### Task to complete
Would you return all of this data exactly, leaving nothing out?
** START OF Task data **
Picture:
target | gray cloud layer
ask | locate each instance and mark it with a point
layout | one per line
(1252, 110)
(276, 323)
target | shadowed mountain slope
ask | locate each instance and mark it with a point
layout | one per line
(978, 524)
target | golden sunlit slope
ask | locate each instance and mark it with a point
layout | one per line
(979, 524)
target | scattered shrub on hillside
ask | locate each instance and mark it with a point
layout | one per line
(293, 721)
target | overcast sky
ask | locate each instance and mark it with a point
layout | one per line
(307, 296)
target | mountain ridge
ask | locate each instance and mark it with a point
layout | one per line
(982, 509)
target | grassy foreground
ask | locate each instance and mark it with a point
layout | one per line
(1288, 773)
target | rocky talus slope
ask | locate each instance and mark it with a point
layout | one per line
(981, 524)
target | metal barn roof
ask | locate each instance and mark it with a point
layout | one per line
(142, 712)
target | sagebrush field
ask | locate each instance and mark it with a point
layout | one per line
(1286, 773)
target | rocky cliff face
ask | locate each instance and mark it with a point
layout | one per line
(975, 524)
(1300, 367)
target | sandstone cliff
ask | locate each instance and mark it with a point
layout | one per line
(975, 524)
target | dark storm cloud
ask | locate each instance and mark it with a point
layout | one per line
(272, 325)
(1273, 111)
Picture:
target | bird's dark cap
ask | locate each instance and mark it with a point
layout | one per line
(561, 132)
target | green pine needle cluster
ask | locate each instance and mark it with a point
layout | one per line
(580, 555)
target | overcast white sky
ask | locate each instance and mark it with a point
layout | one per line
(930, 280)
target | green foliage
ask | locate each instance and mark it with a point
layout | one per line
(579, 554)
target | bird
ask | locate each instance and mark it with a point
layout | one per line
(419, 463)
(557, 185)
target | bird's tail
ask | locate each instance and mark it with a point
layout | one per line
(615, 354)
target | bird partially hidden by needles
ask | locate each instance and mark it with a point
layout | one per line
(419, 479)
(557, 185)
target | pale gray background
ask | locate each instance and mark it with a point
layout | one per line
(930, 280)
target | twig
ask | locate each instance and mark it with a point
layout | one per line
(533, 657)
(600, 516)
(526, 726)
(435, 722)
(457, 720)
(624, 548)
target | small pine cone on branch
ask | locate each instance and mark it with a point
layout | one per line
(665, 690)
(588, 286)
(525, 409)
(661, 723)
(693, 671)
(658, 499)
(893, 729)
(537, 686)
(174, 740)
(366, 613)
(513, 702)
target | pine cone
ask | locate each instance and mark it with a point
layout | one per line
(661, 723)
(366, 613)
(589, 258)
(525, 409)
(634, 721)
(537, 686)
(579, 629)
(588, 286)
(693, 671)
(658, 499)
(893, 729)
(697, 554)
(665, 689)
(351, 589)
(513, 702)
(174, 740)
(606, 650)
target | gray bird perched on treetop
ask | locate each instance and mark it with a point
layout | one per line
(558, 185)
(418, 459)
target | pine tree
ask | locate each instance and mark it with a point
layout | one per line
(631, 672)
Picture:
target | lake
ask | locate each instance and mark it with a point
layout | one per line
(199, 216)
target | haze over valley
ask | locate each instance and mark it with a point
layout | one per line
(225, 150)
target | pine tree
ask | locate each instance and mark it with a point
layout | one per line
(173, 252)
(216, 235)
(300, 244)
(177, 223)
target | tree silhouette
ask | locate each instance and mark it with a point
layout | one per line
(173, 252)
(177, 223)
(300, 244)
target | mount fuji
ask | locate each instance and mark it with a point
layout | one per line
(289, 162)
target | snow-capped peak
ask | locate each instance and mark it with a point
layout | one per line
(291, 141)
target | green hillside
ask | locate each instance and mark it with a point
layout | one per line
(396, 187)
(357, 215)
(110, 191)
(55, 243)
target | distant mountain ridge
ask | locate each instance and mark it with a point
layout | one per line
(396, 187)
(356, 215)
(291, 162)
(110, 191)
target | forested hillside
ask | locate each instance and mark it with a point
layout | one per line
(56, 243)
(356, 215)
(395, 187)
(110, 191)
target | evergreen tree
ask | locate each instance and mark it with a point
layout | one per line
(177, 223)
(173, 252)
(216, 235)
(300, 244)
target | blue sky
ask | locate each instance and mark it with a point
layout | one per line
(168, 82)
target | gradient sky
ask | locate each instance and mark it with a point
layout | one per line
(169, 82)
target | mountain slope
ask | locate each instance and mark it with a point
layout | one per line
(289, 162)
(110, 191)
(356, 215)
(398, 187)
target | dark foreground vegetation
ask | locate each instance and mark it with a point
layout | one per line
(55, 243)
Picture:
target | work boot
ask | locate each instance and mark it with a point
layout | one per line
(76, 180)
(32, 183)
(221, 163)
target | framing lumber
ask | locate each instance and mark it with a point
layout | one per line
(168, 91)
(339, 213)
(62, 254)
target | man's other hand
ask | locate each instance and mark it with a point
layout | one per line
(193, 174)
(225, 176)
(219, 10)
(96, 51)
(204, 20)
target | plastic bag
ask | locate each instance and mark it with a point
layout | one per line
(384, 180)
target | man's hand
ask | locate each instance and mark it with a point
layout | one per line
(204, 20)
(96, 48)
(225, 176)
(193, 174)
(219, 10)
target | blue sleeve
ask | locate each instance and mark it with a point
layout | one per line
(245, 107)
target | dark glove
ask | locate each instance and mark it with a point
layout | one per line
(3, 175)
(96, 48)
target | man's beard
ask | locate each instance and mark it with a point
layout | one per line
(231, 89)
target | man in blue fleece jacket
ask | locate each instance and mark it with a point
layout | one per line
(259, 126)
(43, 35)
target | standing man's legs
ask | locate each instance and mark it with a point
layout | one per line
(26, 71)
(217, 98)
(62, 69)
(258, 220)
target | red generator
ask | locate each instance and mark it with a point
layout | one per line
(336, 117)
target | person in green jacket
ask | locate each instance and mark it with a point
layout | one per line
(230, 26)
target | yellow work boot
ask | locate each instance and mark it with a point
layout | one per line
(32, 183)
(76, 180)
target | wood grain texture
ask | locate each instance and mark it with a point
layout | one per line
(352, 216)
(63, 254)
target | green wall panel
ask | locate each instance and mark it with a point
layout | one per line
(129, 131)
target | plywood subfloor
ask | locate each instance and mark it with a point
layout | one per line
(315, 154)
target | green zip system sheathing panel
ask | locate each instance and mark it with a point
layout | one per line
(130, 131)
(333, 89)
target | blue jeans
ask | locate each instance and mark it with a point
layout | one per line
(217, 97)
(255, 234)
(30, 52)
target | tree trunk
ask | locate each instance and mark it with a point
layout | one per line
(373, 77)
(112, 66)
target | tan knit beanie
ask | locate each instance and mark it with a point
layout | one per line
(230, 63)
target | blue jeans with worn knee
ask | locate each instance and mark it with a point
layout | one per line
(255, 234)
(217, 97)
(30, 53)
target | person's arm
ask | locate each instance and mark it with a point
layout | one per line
** END OF Task data **
### Result of this exercise
Picture:
target | gray cloud layer
ask | locate each instance and mark it with a point
layout | one per line
(1252, 110)
(276, 323)
target | shadowed mountain slope
ask | locate each instance and mark it with a point
layout | one per line
(978, 524)
target | golden sunlit slope
ask | locate each instance and mark it with a point
layout | one per line
(979, 524)
target | scattered shrub on hillside
ask | locate each instance and mark it with a point
layout | one per line
(293, 721)
target | overcast sky
ask | locate each instance and mark it with a point
layout | one per line
(307, 296)
target | mountain ridge
ask | locate each instance and mark it with a point
layout | one per line
(982, 509)
target | grassy foreground
ask | locate each instance and mark it with a point
layout | one per line
(1288, 773)
target | rocky talus slope
ask | locate each instance and mark it with a point
layout | one per line
(981, 524)
target | metal barn roof
ask | locate each instance and mark it with a point
layout | one per line
(142, 712)
target | sagebrush field
ask | locate each instance and mark it with a point
layout | one per line
(1286, 773)
target | rocky cliff face
ask | locate each instance and mark it with a point
layout | one per line
(975, 524)
(1300, 367)
target | sandstone cliff
ask | locate each instance and mark it with a point
layout | one per line
(975, 524)
target | dark storm cloud
ask | locate each instance and mark it with a point
layout | one per line
(272, 325)
(1273, 111)
Picture:
target | bird's dark cap
ask | locate each instance and mark it with a point
layout | one per line
(561, 132)
target | green pine needle cluster
ask | locate each instance and mark it with a point
layout | one per line
(580, 555)
target | overcast white sky
ask | locate each instance and mark it with a point
layout | one per line
(930, 280)
target | green foliage
ask | locate each instance and mark it with a point
layout | one per line
(579, 554)
target | bird
ask | locate each instance and mark it with a point
layout | one per line
(419, 463)
(557, 185)
target | bird's tail
ask | locate each instance and mark it with a point
layout | one per line
(615, 354)
target | bird partially hidden by needles
ask | locate each instance and mark it with a point
layout | one per line
(419, 479)
(557, 185)
target | pale gray background
ask | locate each instance and mark it with a point
layout | one per line
(930, 280)
target | twig
ask | locate each instance and mark it with a point
layout | one per line
(533, 657)
(600, 516)
(526, 726)
(435, 722)
(457, 720)
(624, 548)
target | small pine cone on branch
ask | locate each instance and mark it with a point
layout | one per line
(665, 690)
(588, 286)
(525, 409)
(661, 723)
(693, 671)
(658, 499)
(893, 729)
(537, 686)
(174, 740)
(366, 613)
(513, 702)
target | pine cone
ask | locate each instance and mark it with a point
layout | one per line
(661, 723)
(366, 613)
(589, 258)
(525, 409)
(634, 721)
(537, 686)
(579, 629)
(588, 286)
(693, 671)
(658, 499)
(893, 729)
(697, 554)
(665, 689)
(351, 589)
(513, 702)
(174, 740)
(606, 650)
target | gray bird perched on treetop
ask | locate each instance and mark it with a point
layout | one per line
(558, 185)
(418, 459)
target | pine tree
ask | locate each instance and mark it with a point
layout | one per line
(631, 672)
Picture:
target | lake
ask | locate each instance and mark it with a point
layout | one per line
(199, 216)
target | haze over valley
ask | locate each instance and mark it with a point
layout | one per line
(225, 150)
target | pine tree
ask | locate each instance and mark it with a point
layout | one per line
(173, 252)
(216, 235)
(300, 244)
(177, 223)
target | tree silhouette
ask | locate each instance and mark it with a point
layout | one per line
(173, 252)
(177, 223)
(300, 244)
target | mount fuji
ask | locate each instance and mark it with a point
layout | one per line
(289, 162)
target | snow-capped peak
ask | locate each instance and mark it with a point
layout | one per line
(291, 141)
target | green hillside
ask | locate each instance and mark it with a point
layout | one per line
(396, 187)
(357, 215)
(110, 191)
(55, 243)
target | distant mountain ridge
ask | locate each instance and mark it with a point
layout | one per line
(396, 187)
(356, 215)
(291, 162)
(110, 191)
target | forested hillside
ask | locate each instance and mark it with a point
layout | one per line
(56, 243)
(356, 215)
(395, 187)
(110, 191)
target | evergreen tree
ask | locate each instance and mark it with a point
layout | one per line
(177, 223)
(173, 252)
(216, 235)
(300, 244)
target | blue sky
ask | locate each instance and mark it with a point
layout | one per line
(168, 82)
target | gradient sky
ask | locate each instance and mark it with a point
layout | one per line
(169, 82)
target | mountain slope
ask | locate each instance and mark it with a point
layout | one per line
(289, 162)
(110, 191)
(356, 215)
(398, 187)
target | dark foreground vegetation
ask | locate each instance and mark it with a point
layout | one per line
(55, 243)
Picture:
target | work boot
ask | locate each instance and mark it with a point
layout | one per line
(76, 180)
(32, 183)
(221, 163)
target | framing lumber
ask | locate each instance and mark it with a point
layout | one per line
(168, 91)
(339, 213)
(62, 254)
target | man's other hand
ask | locate each instance and mark it with a point
layout | one per line
(193, 174)
(225, 176)
(219, 10)
(96, 51)
(204, 20)
target | plastic bag
ask | locate each instance and mark it with a point
layout | one per line
(384, 180)
target | man's hand
ask | locate each instance and mark it with a point
layout | one per line
(204, 20)
(96, 48)
(225, 176)
(193, 174)
(219, 10)
target | blue sleeve
ask | locate each instance and mark it with a point
layout | one per line
(245, 107)
target | dark glove
ask | locate each instance and mark it with a point
layout | one per line
(3, 175)
(96, 48)
target | man's beard
ask | locate each instance and mark it with a point
layout | one per line
(231, 89)
target | man in blue fleece jacket
ask | locate each instance and mark it with a point
layout | one per line
(259, 126)
(43, 35)
target | standing man's legs
ask | locate each instance and mark it with a point
layout | one per line
(26, 71)
(217, 98)
(62, 69)
(258, 220)
target | red generator
ask | locate each instance and mark it with a point
layout | one per line
(336, 117)
target | person in green jacket
ask | locate each instance and mark it with a point
layout | one per line
(230, 26)
target | yellow work boot
ask | locate each instance and mark it with a point
layout | one per line
(32, 183)
(76, 180)
target | wood grain texture
ask | locate each instance and mark it with a point
layout | one per line
(352, 216)
(63, 254)
target | green wall panel
ask | locate each instance and mark it with a point
layout | one per line
(129, 131)
target | plywood subfloor
ask | locate each instance and mark it with a point
layout | one per line
(315, 154)
target | green zip system sheathing panel
ask | locate each instance and mark it with a point
layout | one per line
(130, 131)
(333, 89)
target | blue jeans
ask | locate each instance and mark it with a point
layout | one per line
(217, 97)
(255, 234)
(30, 52)
target | tree trunk
ask | locate each instance and mark it with a point
layout | one per line
(373, 77)
(112, 66)
target | tan knit beanie
ask | locate each instance and mark it with a point
layout | one per line
(230, 63)
target | blue jeans with worn knee
ask | locate each instance and mark it with a point
layout | one per line
(255, 234)
(217, 97)
(30, 53)
target | person's arm
ask | locate each instance and mark it with a point
layout | one per line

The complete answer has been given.